Extracted data:

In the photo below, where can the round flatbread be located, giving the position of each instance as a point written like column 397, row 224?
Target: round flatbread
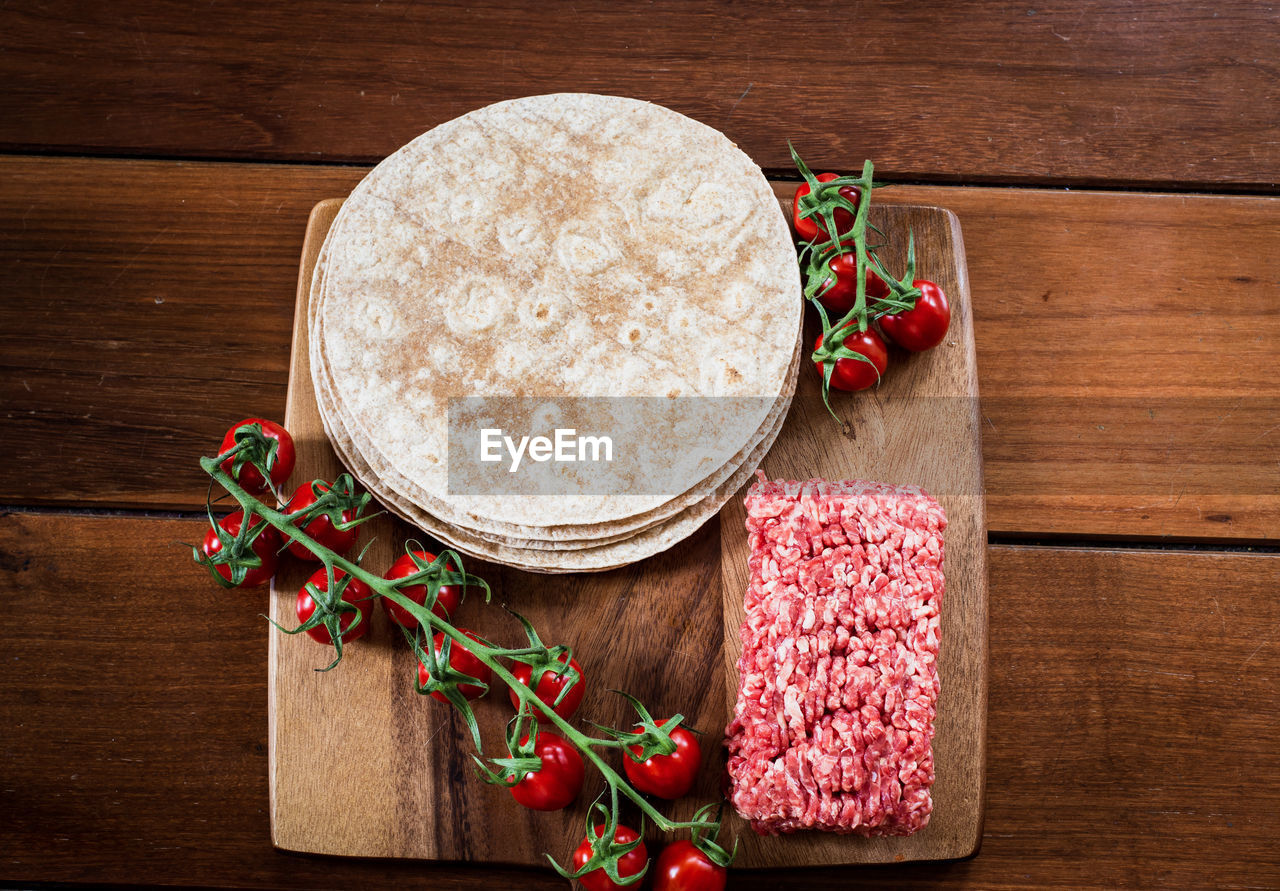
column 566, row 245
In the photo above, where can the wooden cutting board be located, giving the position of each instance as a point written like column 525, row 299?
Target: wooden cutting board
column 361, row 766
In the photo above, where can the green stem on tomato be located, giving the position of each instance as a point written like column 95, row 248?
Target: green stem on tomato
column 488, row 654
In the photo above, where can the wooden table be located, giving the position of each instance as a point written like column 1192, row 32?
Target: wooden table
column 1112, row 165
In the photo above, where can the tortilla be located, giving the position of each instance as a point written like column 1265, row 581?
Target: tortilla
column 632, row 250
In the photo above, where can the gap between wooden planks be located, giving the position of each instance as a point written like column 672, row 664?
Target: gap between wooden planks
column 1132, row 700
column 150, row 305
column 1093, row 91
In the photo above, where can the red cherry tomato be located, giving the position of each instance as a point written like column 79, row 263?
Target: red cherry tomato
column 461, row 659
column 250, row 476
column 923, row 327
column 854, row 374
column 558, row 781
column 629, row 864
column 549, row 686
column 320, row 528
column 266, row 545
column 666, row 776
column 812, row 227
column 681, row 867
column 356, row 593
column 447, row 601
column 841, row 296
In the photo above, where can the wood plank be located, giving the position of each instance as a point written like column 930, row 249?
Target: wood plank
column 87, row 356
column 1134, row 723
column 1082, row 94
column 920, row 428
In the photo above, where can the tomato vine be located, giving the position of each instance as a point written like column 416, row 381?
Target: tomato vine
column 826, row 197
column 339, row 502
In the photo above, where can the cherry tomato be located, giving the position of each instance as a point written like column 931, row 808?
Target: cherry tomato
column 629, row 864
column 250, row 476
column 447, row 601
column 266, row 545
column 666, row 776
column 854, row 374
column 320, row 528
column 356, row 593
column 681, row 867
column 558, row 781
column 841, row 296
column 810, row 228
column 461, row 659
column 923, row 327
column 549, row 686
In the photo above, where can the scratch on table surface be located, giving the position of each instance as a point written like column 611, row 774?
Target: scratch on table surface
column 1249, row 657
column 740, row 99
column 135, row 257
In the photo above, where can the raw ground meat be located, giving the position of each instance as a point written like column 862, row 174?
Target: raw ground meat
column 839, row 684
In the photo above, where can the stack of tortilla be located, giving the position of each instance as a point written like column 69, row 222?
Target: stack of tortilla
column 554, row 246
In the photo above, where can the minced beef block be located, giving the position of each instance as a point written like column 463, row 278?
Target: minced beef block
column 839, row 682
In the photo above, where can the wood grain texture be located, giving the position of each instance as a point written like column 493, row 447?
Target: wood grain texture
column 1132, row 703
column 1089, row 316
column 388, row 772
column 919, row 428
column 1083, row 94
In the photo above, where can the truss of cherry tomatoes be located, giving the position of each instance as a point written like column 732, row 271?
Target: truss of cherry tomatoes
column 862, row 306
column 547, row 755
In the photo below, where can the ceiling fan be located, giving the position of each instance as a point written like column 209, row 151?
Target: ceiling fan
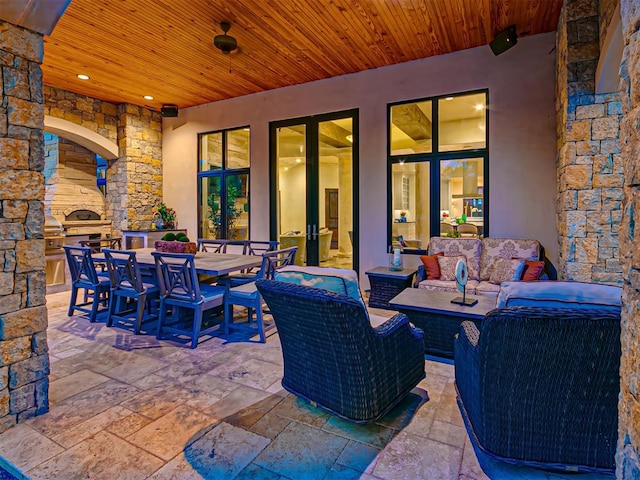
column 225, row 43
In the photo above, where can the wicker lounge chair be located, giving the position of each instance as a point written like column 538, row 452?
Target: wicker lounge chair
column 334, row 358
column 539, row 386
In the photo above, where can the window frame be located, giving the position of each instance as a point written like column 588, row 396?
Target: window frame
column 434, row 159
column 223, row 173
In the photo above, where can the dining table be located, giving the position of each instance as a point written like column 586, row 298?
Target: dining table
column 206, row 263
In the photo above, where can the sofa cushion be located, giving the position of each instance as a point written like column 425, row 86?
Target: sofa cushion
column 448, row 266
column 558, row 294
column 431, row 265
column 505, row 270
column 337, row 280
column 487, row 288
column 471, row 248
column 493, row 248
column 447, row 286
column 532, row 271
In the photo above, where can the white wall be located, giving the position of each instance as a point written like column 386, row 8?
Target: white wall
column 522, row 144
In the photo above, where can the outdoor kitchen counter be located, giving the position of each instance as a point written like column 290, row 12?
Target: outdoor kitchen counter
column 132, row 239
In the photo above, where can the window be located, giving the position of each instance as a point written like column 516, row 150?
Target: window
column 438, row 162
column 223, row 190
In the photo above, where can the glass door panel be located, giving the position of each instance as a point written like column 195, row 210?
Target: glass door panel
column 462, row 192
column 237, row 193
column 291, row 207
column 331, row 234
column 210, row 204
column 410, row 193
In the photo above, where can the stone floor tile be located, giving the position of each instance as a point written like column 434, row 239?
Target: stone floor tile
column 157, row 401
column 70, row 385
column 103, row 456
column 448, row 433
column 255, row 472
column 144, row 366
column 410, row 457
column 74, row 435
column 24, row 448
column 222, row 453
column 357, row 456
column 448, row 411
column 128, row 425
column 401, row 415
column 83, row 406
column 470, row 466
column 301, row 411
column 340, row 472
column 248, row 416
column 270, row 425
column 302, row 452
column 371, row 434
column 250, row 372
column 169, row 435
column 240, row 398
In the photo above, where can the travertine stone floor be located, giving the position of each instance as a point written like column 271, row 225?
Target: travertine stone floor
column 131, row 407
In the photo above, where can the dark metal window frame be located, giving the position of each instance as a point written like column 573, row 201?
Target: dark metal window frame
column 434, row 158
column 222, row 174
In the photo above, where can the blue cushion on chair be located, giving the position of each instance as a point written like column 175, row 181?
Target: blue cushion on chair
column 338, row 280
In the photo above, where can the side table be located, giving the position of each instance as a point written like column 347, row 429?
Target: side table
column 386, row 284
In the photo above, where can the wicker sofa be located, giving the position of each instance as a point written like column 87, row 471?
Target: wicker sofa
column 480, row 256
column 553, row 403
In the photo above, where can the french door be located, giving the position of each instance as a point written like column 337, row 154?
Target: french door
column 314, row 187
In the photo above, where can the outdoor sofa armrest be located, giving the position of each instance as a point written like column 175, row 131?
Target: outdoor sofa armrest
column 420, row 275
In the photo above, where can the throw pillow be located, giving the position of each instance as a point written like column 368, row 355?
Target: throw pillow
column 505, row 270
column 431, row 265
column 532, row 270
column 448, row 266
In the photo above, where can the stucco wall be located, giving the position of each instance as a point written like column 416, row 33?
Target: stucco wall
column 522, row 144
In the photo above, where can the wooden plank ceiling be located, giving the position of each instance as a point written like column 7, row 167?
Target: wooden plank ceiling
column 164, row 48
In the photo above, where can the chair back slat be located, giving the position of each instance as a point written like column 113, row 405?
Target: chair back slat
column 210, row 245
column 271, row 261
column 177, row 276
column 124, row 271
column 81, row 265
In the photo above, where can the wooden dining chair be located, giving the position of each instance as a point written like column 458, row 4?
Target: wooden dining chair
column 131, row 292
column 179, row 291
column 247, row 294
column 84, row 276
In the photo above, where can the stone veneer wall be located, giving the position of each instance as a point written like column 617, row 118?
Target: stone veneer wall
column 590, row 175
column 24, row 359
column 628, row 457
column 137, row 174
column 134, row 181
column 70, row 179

What you have to do: Can you return all of the data above word for word, with every picture left out?

Exercise solution:
In the photo below, where can the round flatbread be located, giving the position of each instance as a point written like column 397, row 224?
Target: round flatbread
column 566, row 245
In the photo above, where can the wooden cutting board be located, giving the position of each instance as a point written like column 525, row 299?
Target: wooden cutting board
column 361, row 766
In the photo above, where can the green stem on tomato be located, giving the position of each instance as a point written like column 95, row 248?
Target: green stem on tomato
column 488, row 654
In the photo above, where can the wooden table be located, giving the position of each instance as a point written like column 1192, row 32?
Target: wooden table
column 1112, row 165
In the photo above, where can the tortilla be located, giving the position of each instance as a point written like column 1265, row 581?
Target: tortilla
column 632, row 250
In the photo above, where can the gap between wooden planks be located, giving the position of each instance as a point written like column 672, row 664?
Target: gap between wooden planks
column 1132, row 700
column 150, row 305
column 1093, row 91
In the photo above, where can the red cherry tomato be located, giving the position of each instance as a point written like column 79, row 263?
Target: red cherry tomato
column 461, row 659
column 250, row 476
column 923, row 327
column 854, row 374
column 558, row 781
column 629, row 864
column 549, row 686
column 320, row 528
column 266, row 545
column 666, row 776
column 812, row 227
column 681, row 867
column 356, row 593
column 447, row 601
column 841, row 296
In the photo above, where can the wood plank be located, giving the position of each instance as a point written like column 930, row 249?
Target: wood plank
column 87, row 356
column 1134, row 723
column 1082, row 94
column 920, row 428
In the photo above, where can the tomato vine be located, giving the position of each instance as a point written like column 416, row 381?
Target: tomato vine
column 826, row 197
column 339, row 502
In the photo above, where can the cherry tomato be located, giving the position of each instance as a point written like column 931, row 808?
Target: cherry tomato
column 629, row 864
column 250, row 476
column 447, row 601
column 266, row 545
column 666, row 776
column 854, row 374
column 320, row 528
column 356, row 593
column 681, row 867
column 558, row 781
column 841, row 296
column 810, row 228
column 461, row 659
column 923, row 327
column 549, row 686
In the photo above, where can the scratch on table surface be located, giving the position of each instance as a point written like column 611, row 774?
Target: scratch on table surface
column 1249, row 657
column 740, row 99
column 135, row 257
In the photo above, where can the raw ground meat be located, giving the position of each instance as a point written like column 862, row 174?
Target: raw ground meat
column 839, row 684
In the photo above, where can the stack of tortilla be located, giving the position of each instance as a point written like column 69, row 222?
Target: stack of tortilla
column 554, row 246
In the photo above, where can the minced beef block be located, giving the position of each instance as a point written like column 463, row 278?
Target: minced beef block
column 839, row 682
In the photo above, where can the wood grain texture be located, giving the position of each instance as a point written like column 493, row 447?
Target: wood grain texture
column 1132, row 703
column 1089, row 316
column 388, row 772
column 919, row 428
column 1083, row 94
In the photo above, where can the truss of cherry tomatoes be located, giving the position of each instance as a point written like column 732, row 271?
Target: truss of cherry tomatoes
column 862, row 306
column 547, row 755
In the photo below, where can the ceiling fan be located, giving the position of each instance as a point written like column 209, row 151?
Target: ceiling fan
column 225, row 43
In the photo above, where can the wicker lounge chair be located, giving the position of each instance as a point written like column 538, row 452?
Target: wicker lounge chair
column 334, row 358
column 539, row 386
In the photo above, where can the window frame be located, giving the position of each instance as a point written like column 588, row 396?
Target: window frame
column 434, row 159
column 223, row 173
In the photo above, where can the dining table be located, giving the position of each instance as a point written like column 586, row 298?
Target: dining table
column 206, row 263
In the photo above, where can the sofa cushion be located, giving the position of each instance as a point written like column 425, row 86?
Target: sofa cushion
column 448, row 266
column 558, row 294
column 431, row 265
column 505, row 270
column 337, row 280
column 487, row 288
column 471, row 248
column 493, row 248
column 447, row 286
column 532, row 271
In the photo above, where can the white wall be located, giving the position of each instance as a point written like column 386, row 8?
Target: white wall
column 522, row 144
In the photo above, where can the outdoor kitchen counter be located, giving the position of each instance as a point written like column 290, row 12?
Target: outdoor kitchen counter
column 132, row 239
In the photo above, where can the window be located, giving the position of each instance as a point written like column 516, row 150?
Target: window
column 438, row 162
column 223, row 190
In the photo above, where can the glass door panel be located, giving the position of each instance as a point written like column 195, row 210?
Target: glass door panel
column 462, row 192
column 237, row 193
column 291, row 207
column 331, row 234
column 210, row 204
column 410, row 193
In the photo above, where can the stone floor tile be located, giving the position of each instance as a point written like column 434, row 239?
Target: stone floor tile
column 157, row 401
column 70, row 385
column 103, row 456
column 448, row 433
column 255, row 472
column 144, row 366
column 410, row 457
column 74, row 435
column 24, row 448
column 222, row 453
column 357, row 456
column 448, row 411
column 128, row 425
column 401, row 415
column 83, row 406
column 470, row 466
column 301, row 411
column 340, row 472
column 248, row 416
column 270, row 425
column 302, row 452
column 371, row 434
column 250, row 372
column 169, row 435
column 240, row 398
In the photo above, where can the travertine stone floor be located, giving the position of each instance as a point written like column 271, row 225?
Target: travertine stone floor
column 131, row 407
In the photo above, where can the dark metal window frame be located, giving the position of each instance as a point written like column 573, row 201?
Target: dark metal window frame
column 434, row 158
column 222, row 174
In the photo above, where can the blue cushion on chair be located, giving the position of each instance as a point written like column 175, row 181?
Target: blue cushion on chair
column 338, row 280
In the photo above, where can the side table be located, giving the position of each instance as a point written like column 347, row 429?
Target: side table
column 386, row 284
In the photo above, where can the wicker sofa be located, giving the position of each instance as a point written like column 87, row 471?
Target: wicker sofa
column 480, row 256
column 553, row 403
In the photo above, where can the french door be located, giving the position of each instance as a point written like column 337, row 154?
Target: french door
column 314, row 187
In the photo above, where can the outdoor sofa armrest be located, giving the position of each instance as a point written like column 175, row 131?
Target: outdoor sofa armrest
column 420, row 275
In the photo above, where can the throw pillow be located, giving the position of each instance as a point written like column 368, row 355?
Target: throw pillow
column 505, row 270
column 431, row 265
column 532, row 270
column 448, row 266
In the photo above, where can the stucco wall be located, giving the position of each instance as a point written like column 416, row 33?
Target: stucco wall
column 522, row 144
In the photo above, where can the wooden plank ceiling be located, giving the position of each instance as a point written like column 7, row 167?
Target: wooden plank ceiling
column 164, row 48
In the photo above, where can the chair back slat be located, giving the position of each instance as a point written like column 113, row 405?
Target: chair back slat
column 210, row 245
column 271, row 261
column 177, row 276
column 124, row 271
column 81, row 265
In the photo above, where can the wooden dining chair be located, giving the position of each instance as a point written like column 458, row 4?
Target: wooden dining chair
column 131, row 292
column 179, row 291
column 247, row 294
column 84, row 276
In the photo above, where can the stone veneer wall be located, giving the position of each instance as a point written like column 617, row 118?
Target: stone veneer wall
column 590, row 175
column 24, row 359
column 628, row 457
column 137, row 174
column 134, row 181
column 70, row 179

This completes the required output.